Data for the task:

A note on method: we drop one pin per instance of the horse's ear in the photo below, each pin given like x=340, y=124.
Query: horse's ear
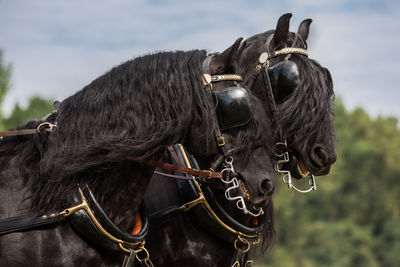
x=281, y=33
x=304, y=29
x=225, y=62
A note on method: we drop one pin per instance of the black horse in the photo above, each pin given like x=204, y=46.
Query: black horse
x=90, y=169
x=302, y=93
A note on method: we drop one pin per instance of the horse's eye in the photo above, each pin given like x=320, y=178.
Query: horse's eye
x=284, y=79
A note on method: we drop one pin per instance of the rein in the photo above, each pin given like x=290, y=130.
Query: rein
x=204, y=209
x=282, y=153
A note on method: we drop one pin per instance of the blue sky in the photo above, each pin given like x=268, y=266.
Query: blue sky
x=57, y=47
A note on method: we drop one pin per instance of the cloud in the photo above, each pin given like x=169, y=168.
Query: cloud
x=57, y=47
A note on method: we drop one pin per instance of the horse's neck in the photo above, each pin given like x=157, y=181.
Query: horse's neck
x=122, y=195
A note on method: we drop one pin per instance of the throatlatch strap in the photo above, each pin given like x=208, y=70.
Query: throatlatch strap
x=169, y=167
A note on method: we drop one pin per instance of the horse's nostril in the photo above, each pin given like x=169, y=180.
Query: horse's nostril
x=319, y=156
x=266, y=187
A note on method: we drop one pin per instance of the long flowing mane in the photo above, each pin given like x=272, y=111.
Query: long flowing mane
x=135, y=110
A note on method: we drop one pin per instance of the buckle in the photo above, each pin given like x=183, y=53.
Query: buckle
x=220, y=141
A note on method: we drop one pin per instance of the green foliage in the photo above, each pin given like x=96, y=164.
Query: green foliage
x=353, y=219
x=37, y=108
x=5, y=72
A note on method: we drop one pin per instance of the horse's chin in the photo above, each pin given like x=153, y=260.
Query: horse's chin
x=297, y=167
x=254, y=202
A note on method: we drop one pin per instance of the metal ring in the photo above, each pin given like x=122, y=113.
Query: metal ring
x=244, y=241
x=47, y=125
x=229, y=160
x=140, y=250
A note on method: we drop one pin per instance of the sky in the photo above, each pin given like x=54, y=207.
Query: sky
x=58, y=47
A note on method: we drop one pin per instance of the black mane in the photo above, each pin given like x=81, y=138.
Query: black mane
x=135, y=110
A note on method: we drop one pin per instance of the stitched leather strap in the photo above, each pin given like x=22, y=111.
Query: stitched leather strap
x=20, y=223
x=169, y=167
x=43, y=127
x=18, y=132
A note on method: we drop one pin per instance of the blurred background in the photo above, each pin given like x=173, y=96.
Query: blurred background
x=51, y=49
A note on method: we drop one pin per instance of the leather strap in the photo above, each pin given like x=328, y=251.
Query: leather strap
x=43, y=127
x=16, y=224
x=169, y=167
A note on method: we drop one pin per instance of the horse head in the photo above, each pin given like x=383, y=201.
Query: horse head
x=242, y=147
x=300, y=99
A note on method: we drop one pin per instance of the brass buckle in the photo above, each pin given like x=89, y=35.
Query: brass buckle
x=244, y=241
x=220, y=141
x=45, y=126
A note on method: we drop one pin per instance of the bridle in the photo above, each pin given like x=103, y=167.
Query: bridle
x=241, y=116
x=264, y=67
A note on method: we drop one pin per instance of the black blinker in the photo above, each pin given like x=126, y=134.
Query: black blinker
x=233, y=107
x=285, y=78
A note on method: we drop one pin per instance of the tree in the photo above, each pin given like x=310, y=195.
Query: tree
x=5, y=73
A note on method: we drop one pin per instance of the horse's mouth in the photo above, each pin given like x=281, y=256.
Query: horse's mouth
x=253, y=202
x=302, y=169
x=297, y=167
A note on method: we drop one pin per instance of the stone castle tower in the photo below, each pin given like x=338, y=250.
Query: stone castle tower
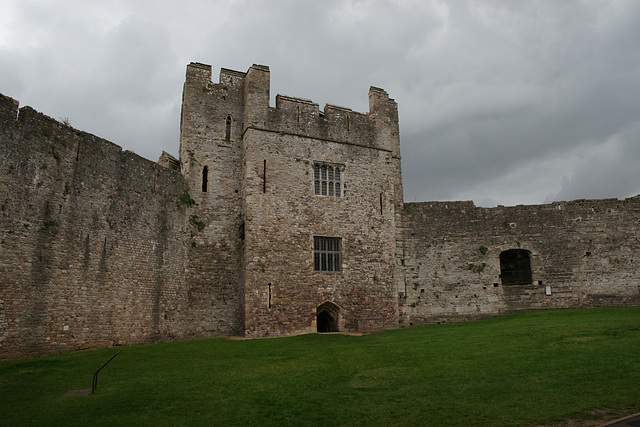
x=297, y=206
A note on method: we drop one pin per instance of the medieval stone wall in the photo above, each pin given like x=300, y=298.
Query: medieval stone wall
x=93, y=241
x=101, y=247
x=583, y=253
x=211, y=155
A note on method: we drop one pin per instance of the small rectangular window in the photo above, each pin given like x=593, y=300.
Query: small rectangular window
x=327, y=254
x=326, y=180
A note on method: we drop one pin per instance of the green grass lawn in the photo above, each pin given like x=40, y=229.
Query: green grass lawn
x=525, y=369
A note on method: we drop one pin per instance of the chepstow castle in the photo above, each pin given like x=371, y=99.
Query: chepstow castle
x=275, y=220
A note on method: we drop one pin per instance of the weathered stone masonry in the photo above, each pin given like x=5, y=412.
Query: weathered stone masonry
x=101, y=247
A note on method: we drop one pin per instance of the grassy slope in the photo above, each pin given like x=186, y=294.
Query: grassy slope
x=525, y=369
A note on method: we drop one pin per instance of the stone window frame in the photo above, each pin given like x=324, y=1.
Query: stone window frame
x=327, y=254
x=515, y=267
x=328, y=179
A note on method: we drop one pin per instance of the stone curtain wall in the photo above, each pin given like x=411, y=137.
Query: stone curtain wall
x=586, y=252
x=92, y=241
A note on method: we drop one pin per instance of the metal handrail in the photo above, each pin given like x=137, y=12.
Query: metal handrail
x=94, y=385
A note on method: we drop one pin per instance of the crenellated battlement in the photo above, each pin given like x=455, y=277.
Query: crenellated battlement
x=249, y=92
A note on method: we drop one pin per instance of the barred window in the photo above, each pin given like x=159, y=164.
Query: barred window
x=327, y=254
x=326, y=180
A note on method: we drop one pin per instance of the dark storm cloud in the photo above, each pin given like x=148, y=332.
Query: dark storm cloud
x=500, y=101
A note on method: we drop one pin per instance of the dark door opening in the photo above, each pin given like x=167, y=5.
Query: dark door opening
x=327, y=317
x=515, y=267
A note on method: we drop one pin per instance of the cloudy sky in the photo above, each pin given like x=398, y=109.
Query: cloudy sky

The task:
Using the data above, extract exactly the lines from the one that holds "Query: throatlatch strap" to the one that holds "like x=272, y=111.", both ends included, and no others.

Solved problem:
Query: throatlatch strap
x=169, y=167
A note on method: we drop one pin per instance of the horse's nostril in the photo above, each pin given like x=169, y=180.
Query: horse's nostril
x=319, y=156
x=266, y=187
A note on method: we drop one pin per instance of the long flowing mane in the photo above, each pin given like x=272, y=111.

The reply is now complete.